TASK INPUTS:
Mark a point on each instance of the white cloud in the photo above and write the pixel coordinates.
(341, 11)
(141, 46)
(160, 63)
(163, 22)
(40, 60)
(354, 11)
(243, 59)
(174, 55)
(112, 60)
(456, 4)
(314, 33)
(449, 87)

DIRECTIVE: Return every one of the lines above verbatim, keeping their order and leaving nothing out.

EXERCISE SOLUTION:
Mark a point on each instance of the white cloud in the photo above and write the pixel coordinates.
(341, 11)
(141, 46)
(160, 63)
(163, 22)
(40, 60)
(354, 11)
(243, 59)
(174, 55)
(112, 60)
(456, 4)
(314, 33)
(449, 87)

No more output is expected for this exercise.